Region segmentation data
##########
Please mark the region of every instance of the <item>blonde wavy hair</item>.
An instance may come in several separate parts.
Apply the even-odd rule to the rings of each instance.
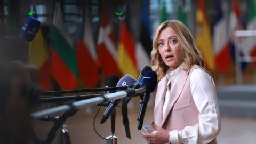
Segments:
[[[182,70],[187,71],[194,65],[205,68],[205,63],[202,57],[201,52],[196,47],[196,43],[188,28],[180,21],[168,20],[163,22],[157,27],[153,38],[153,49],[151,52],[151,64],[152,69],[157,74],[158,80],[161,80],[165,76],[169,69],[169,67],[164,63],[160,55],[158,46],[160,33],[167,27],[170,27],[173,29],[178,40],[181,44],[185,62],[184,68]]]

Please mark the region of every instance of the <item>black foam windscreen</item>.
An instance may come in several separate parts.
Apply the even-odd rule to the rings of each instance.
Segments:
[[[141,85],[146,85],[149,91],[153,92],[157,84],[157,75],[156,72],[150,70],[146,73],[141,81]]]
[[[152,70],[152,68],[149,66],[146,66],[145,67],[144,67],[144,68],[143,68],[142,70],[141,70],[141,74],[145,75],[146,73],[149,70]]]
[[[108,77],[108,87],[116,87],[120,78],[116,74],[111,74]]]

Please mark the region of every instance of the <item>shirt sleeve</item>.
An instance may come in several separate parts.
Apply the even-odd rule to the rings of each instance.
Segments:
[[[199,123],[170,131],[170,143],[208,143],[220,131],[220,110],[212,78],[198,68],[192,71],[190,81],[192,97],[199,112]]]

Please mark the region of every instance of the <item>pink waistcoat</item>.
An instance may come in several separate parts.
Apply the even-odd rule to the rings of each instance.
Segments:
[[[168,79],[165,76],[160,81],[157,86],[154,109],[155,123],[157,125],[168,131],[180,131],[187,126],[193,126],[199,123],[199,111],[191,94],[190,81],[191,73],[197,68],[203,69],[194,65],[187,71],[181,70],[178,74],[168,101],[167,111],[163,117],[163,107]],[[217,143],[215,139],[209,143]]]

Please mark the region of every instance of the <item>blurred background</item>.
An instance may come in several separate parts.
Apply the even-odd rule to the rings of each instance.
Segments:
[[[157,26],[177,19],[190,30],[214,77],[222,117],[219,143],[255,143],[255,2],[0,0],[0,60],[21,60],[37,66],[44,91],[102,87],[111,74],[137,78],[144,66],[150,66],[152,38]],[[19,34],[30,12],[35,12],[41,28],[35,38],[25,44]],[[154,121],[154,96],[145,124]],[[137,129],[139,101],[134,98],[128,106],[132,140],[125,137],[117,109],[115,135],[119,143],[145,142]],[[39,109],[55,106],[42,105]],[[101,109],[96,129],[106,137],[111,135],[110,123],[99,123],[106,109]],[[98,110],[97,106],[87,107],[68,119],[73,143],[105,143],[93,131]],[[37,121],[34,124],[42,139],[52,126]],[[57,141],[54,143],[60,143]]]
##########
Reproduce all of the entries above line for line, verbatim, but omit the pictures.

Please mark the region of every instance of the <item>blonde wavy hair</item>.
An instance may come in several separate parts.
Apply the even-odd rule to the rings of each instance.
Segments:
[[[182,70],[187,71],[194,65],[205,68],[205,63],[202,57],[201,52],[196,47],[196,43],[188,28],[180,21],[168,20],[163,22],[157,27],[153,38],[153,49],[151,52],[151,64],[152,69],[157,74],[158,80],[161,80],[165,76],[169,69],[169,67],[164,63],[160,55],[158,46],[160,33],[167,27],[170,27],[173,29],[178,40],[181,44],[185,62],[184,68]]]

Please mark the region of every instance of the <item>black foam windscreen</item>.
An instance may come in several separate parts.
Apply the even-odd rule to the rings of each instance.
Segments:
[[[141,85],[146,85],[149,91],[153,92],[157,84],[157,75],[156,72],[150,70],[146,73],[141,81]]]
[[[152,70],[152,68],[149,66],[146,66],[145,67],[144,67],[144,68],[143,68],[142,70],[141,70],[141,74],[145,75],[146,73],[149,70]]]
[[[108,77],[108,87],[116,87],[120,78],[116,74],[111,74]]]

Please mark the region of every instance of the <item>shirt sleeve</item>.
An instance may come in several separate parts.
Apply the even-odd rule to the rings of each instance.
Segments:
[[[199,123],[170,131],[170,143],[208,143],[220,131],[220,110],[212,78],[198,68],[192,71],[190,81],[192,97],[199,112]]]

Please mark the region of every instance of the <item>pink waistcoat</item>.
An instance may come in several separate parts.
Apply the even-odd rule to the rings of each instance.
Segments:
[[[168,79],[165,76],[160,81],[157,86],[154,109],[155,123],[157,125],[168,131],[180,131],[187,126],[193,126],[199,123],[199,111],[191,94],[190,81],[191,73],[197,68],[203,69],[194,65],[187,71],[181,70],[178,74],[168,101],[167,111],[163,117],[163,107]],[[217,143],[215,139],[209,143]]]

Please mark the region of every instance of the <item>blurred background</item>.
An instance may come in several separate parts.
Apply the even-odd rule to the rings of each instance.
Segments:
[[[157,26],[177,19],[190,30],[214,77],[222,117],[219,143],[255,143],[255,2],[0,0],[0,60],[21,60],[37,66],[44,91],[102,87],[111,74],[137,78],[144,66],[150,66],[152,38]],[[19,34],[30,12],[35,12],[41,28],[35,38],[25,44]],[[154,121],[154,96],[145,124]],[[137,129],[139,101],[134,98],[128,106],[132,140],[125,137],[117,109],[115,135],[119,143],[145,142]],[[39,109],[55,106],[42,105]],[[101,109],[96,129],[106,137],[111,135],[110,123],[99,123],[106,109]],[[98,110],[97,106],[87,107],[68,119],[73,143],[105,143],[93,131]],[[37,121],[34,124],[42,139],[52,126]],[[57,141],[54,143],[60,143]]]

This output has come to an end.